What the task requires:
Tally the lines in the records below that contain the string "white", treating uppercase and lowercase as different. Reply with the number alone.

Source material:
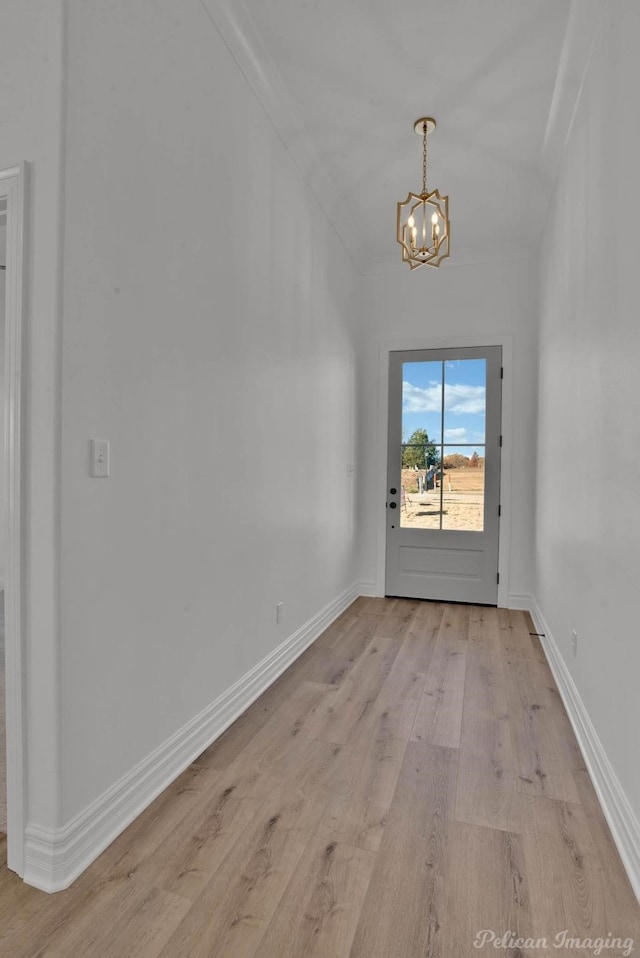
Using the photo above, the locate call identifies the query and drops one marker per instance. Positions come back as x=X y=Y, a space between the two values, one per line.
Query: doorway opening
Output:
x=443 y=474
==
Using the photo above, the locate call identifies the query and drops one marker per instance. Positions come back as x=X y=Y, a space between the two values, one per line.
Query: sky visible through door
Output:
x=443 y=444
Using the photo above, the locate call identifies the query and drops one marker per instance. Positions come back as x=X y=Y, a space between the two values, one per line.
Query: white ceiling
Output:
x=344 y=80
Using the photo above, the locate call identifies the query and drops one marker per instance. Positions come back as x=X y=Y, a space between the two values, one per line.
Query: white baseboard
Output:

Complete output:
2